# Given instruction
List every line in the material below that contains the word "hood", treating uppercase and lowercase letters as different.

# Data for processing
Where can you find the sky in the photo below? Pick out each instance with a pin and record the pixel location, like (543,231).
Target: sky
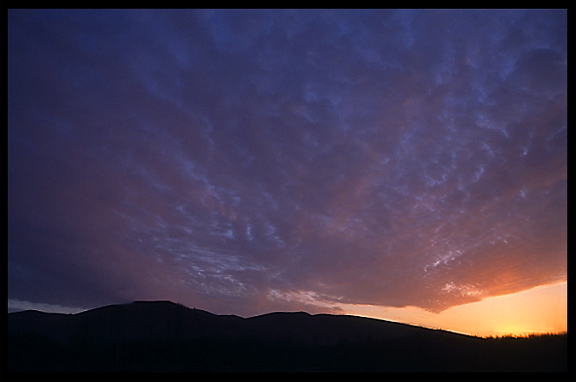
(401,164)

...

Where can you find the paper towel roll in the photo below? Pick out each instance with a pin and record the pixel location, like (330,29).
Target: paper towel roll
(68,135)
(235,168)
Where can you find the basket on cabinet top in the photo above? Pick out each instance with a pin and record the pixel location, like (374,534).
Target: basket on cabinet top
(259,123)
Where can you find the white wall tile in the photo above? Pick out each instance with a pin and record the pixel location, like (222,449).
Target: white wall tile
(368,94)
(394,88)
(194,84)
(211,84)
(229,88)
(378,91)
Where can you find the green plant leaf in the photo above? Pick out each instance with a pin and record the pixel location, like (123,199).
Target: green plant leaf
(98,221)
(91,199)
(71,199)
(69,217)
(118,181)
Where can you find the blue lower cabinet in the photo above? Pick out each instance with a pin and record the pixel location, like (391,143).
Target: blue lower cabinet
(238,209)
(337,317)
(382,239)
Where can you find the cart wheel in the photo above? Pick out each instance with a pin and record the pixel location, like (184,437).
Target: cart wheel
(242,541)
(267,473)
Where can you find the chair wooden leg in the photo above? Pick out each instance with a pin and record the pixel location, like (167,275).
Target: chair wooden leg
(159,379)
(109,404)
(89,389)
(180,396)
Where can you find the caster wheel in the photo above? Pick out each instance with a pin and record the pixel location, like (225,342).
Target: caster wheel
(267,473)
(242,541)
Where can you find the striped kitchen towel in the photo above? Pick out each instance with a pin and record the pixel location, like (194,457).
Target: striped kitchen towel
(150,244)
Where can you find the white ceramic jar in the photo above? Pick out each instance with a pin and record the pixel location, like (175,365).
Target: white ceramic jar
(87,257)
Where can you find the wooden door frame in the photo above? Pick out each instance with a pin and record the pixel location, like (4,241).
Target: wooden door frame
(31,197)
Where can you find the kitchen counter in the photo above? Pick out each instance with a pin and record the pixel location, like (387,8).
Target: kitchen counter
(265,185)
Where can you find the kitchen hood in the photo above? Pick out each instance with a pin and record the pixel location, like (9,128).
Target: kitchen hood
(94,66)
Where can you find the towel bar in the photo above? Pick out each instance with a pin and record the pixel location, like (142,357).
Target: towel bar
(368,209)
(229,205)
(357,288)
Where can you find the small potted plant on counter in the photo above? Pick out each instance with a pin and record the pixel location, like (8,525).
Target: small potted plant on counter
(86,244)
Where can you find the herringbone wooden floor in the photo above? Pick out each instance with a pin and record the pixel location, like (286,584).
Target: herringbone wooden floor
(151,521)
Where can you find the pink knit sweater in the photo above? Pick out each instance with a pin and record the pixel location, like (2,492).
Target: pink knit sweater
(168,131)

# Solution to this exercise
Where can you find the kitchen hood in the photo above? Pick out each instance with a pin and record the pixel location, like (9,128).
Target: kitchen hood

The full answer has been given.